The reply should consist of the full listing, repeated word for word.

▶ Information shown:
▬▬▬▬▬▬▬▬▬▬
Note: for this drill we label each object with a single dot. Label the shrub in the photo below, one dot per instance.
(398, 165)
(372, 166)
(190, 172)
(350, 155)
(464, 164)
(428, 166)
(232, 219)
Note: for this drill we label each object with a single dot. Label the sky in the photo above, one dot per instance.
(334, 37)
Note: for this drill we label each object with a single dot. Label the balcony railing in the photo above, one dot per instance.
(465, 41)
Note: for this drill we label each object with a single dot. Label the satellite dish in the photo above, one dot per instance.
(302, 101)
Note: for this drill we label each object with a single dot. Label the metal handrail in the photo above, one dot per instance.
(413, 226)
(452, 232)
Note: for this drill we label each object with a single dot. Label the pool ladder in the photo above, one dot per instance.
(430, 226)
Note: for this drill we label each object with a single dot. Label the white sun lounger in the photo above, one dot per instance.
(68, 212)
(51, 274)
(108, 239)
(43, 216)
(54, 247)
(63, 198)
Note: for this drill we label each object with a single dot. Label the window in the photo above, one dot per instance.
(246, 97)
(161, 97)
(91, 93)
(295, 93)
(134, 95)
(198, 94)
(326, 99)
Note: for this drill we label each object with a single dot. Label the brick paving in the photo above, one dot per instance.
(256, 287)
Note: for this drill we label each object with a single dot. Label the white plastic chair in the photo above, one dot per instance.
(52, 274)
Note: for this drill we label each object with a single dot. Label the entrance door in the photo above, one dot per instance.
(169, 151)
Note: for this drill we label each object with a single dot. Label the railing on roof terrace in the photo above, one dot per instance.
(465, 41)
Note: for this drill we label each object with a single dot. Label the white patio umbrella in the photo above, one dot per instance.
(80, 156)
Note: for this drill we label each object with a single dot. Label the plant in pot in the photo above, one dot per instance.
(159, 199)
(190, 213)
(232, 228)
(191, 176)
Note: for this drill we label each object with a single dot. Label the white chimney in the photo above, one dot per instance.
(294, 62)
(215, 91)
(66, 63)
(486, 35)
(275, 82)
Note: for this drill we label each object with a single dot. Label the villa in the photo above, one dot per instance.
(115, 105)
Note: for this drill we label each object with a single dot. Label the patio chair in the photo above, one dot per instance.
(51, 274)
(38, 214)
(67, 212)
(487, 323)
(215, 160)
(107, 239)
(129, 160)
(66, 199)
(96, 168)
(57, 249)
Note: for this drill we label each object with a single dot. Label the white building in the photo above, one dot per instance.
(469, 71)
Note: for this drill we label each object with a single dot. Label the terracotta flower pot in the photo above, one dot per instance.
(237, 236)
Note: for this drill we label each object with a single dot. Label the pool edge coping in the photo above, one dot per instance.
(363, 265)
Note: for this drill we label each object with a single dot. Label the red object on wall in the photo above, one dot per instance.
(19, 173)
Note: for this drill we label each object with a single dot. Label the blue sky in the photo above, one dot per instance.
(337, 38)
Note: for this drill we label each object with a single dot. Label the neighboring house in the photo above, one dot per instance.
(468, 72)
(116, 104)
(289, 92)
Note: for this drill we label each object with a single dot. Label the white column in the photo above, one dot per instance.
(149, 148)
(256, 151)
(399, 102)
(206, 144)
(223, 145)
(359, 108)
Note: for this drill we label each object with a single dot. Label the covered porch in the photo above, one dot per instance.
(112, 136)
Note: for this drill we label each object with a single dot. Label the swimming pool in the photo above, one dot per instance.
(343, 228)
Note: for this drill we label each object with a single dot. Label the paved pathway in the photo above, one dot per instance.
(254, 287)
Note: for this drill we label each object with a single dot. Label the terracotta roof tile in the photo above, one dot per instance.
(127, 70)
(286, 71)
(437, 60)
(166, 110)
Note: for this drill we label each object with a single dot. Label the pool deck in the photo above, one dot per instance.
▬▬▬▬▬▬▬▬▬▬
▶ Your solution:
Note: for this drill we label each object with a single dot. Label the shrub in the photo below, one dot per instance.
(398, 165)
(372, 166)
(190, 172)
(350, 155)
(464, 164)
(428, 166)
(232, 219)
Note: for this drill we label each object with a single dot. Label the sky in the photo above, one dot per instance.
(334, 37)
Note: for this drill we label each object with a single dot. Label the balcony railing in the photo above, one dot per instance.
(465, 41)
Note: for this drill we label each object with a single dot. Label the satellite dish in the photo above, one dot per instance.
(302, 101)
Note: for this drill we label each object with a single dot. Label the metal handrail in the photo above, one dot per instance.
(413, 226)
(452, 232)
Note: for this drill we label each object with a single dot. Label the pool ladder in the photo above, one dot per instance.
(430, 226)
Note: for this drill we label each object with a single dot. Label the white sun lounger in the photo above, one dot per instance.
(68, 212)
(51, 274)
(108, 239)
(43, 216)
(54, 247)
(63, 198)
Note: for this drill we label each object with a single dot. Label the window in the photo above, one dot per instance.
(246, 97)
(161, 97)
(91, 93)
(295, 93)
(134, 95)
(198, 94)
(326, 99)
Note: for this drill we label each object with a single dot. Label the brick paving in the photo above, one dot per instance.
(256, 287)
Note: for this drill we label each object with a single dot. Label the white plastic chair in the photo above, one dot per instance.
(52, 274)
Note: for this drill we label each object with a single dot. Label the entrance door in the photo above, one dot per instance.
(169, 151)
Note: for this drill we label each object with a single dot. Label the railing on roof terrace in the photo above, one dot per instance.
(465, 41)
Note: for this drill we label each object with a single dot. Label the white patio umbrella in the photo above, one dot per instance.
(80, 156)
Note: for this drill we label each object with a single dot. Label the plant in pot in the photo above, one dot per instance.
(159, 199)
(190, 213)
(232, 228)
(191, 176)
Note: for this drill we label each object with a single dot. Label the white chimney in the photo above, one dot per instance.
(294, 62)
(215, 91)
(66, 63)
(486, 35)
(275, 82)
Note: for this drill we label each object with a single dot. Label the villa in the photo above, one dot per instance.
(115, 105)
Note: for this drill we label each object with a single dot. Label the patio chair in the photo above, one dot per instance.
(51, 274)
(38, 214)
(67, 212)
(487, 323)
(215, 160)
(107, 239)
(129, 160)
(66, 199)
(96, 168)
(57, 249)
Note: for this drill we label each object with a single dot. Label the white building in the photo above, one dot per instance.
(469, 71)
Note: for this drill we label each object with a single dot. Label the terracotta flower pot in the photo above, one dot per instance.
(237, 236)
Note: for this drill we label each object with a single dot. Label the pool edge coping in the photo above, one dot per instance.
(363, 265)
Note: for this drill we label each object with a single dot. Label the red object on wall in the photo above, one dot per instance.
(19, 173)
Note: for this drill we label each object with a single dot. Label the blue sky in the photo above, one dot per instance.
(337, 38)
Note: for this drill we label each object with a single dot. Label the neighboring house in the photo above, one dot per instance.
(468, 72)
(116, 104)
(289, 92)
Note: for this drill we label each object with a single dot. Label the white column in the photo above, one dot per instance.
(149, 148)
(256, 151)
(399, 102)
(206, 144)
(223, 145)
(359, 108)
Note: for this drill we label each object with a single dot. Label the covered porch in the photo above, one dot per instance.
(112, 136)
Note: for this drill we label each object with a single dot. Label the swimming pool in the photo above, one dot per instance.
(343, 228)
Note: for this drill we label each object with a single dot. Label the paved pathway in the photo above, one dot per instance.
(254, 287)
Note: for this drill we label each object with a single dot. Label the terracotta roof tile in the photo above, one dot per instance.
(127, 70)
(286, 71)
(437, 60)
(166, 110)
Note: for this drill we label each object with a single dot. Label the pool deck in the photo above, one dot per instance.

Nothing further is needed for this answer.